* SOURCE
From 1d1f131f2aede12d321e54e51f3e4d66b8a75721 Mon Sep 17 00:00:00 2001
From: David Gisbey <david.gisbey@digital.cabinet-office.gov.uk>
Date: Tue, 6 Jan 2026 13:15:54 +0000
Subject: [PATCH] Update metrics to take answer model as argument

When I added the EvaluateAnswerFromQuestionMessage class, I made a faulty
assumption that the metric inputs would be a question and answer message.

However, the remaining two metrics take an answer message and used sources.
This commit updates the AnswerRelevancy and Coherence metrics to take the
answer model as an argument. The class then decides what it wants to
do with it, allowing us more flexibility.

I've updated the EvaluateAnswerFromQuestionMessage class to reflect this
change by calling the evaluation class with the answer.

* PROVIDED MATERIAL
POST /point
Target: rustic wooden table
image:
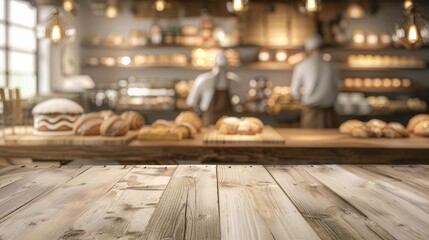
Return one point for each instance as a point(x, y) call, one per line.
point(302, 146)
point(215, 202)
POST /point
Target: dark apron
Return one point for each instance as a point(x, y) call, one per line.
point(220, 105)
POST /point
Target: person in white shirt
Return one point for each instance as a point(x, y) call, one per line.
point(315, 82)
point(212, 91)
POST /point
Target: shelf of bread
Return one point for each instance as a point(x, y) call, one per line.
point(246, 130)
point(375, 128)
point(185, 126)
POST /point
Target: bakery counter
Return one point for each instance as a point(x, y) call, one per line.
point(301, 146)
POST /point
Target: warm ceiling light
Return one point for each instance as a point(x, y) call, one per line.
point(311, 6)
point(112, 9)
point(160, 5)
point(237, 5)
point(355, 11)
point(413, 31)
point(408, 4)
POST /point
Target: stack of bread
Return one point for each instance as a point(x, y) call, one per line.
point(419, 125)
point(185, 126)
point(373, 128)
point(107, 123)
point(241, 126)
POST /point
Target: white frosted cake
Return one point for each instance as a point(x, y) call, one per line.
point(56, 116)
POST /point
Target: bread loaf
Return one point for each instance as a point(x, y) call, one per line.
point(88, 125)
point(134, 119)
point(190, 117)
point(422, 128)
point(349, 125)
point(114, 126)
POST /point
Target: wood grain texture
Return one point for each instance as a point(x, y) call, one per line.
point(29, 188)
point(400, 218)
point(329, 215)
point(125, 210)
point(253, 206)
point(188, 208)
point(52, 215)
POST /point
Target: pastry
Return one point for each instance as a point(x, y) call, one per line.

* WHAT YOU NEED TO DO
A) Which CamelCase code identifiers appear in the commit message?
B) According to the commit message, what inputs do the remaining two metrics take?
C) Carry on the commit message, starting right after its last sentence.
The rows are separate material, unrelated to the commit message.

* FINAL ANSWERS
A) EvaluateAnswerFromQuestionMessage, AnswerRelevancy, Coherence

B) An answer message and used sources.

C)
---
 lib/auto_evaluation/answer_relevancy.rb       | 13 ++++---
 lib/auto_evaluation/coherence.rb              | 13 ++++---
 .../evaluate_answer_from_question_message.rb  |  5 +--
 .../auto_evaluation/answer_relevancy_spec.rb  | 37 +++++++++----------
 spec/lib/auto_evaluation/coherence_spec.rb    | 29 +++++++++++----
 ...luate_answer_from_question_message_spec.rb |  5 +--
 6 files changed, 56 insertions(+), 46 deletions(-)

diff --git a/lib/auto_evaluation/answer_relevancy.rb b/lib/auto_evaluation/answer_relevancy.rb
index 31d99e8ec..d07d82d0a 100644
--- a/lib/auto_evaluation/answer_relevancy.rb
+++ b/lib/auto_evaluation/answer_relevancy.rb
@@ -3,15 +3,14 @@ class AutoEvaluation::AnswerRelevancy
 
   def self.call(...) = new(...).call
 
-  def initialize(question_message:, answer_message:)
-    @question_message = question_message
-    @answer_message = answer_message
+  def initialize(answer)
+    @answer = answer
     @llm_responses = {}
     @metrics = {}
   end
 
   def call
-    statements, llm_responses[:statements], metrics[:statements] = StatementGenerator.call(answer_message:)
+    statements, llm_responses[:statements], metrics[:statements] = StatementGenerator.call(answer_message: answer.message)
 
     if statements.empty?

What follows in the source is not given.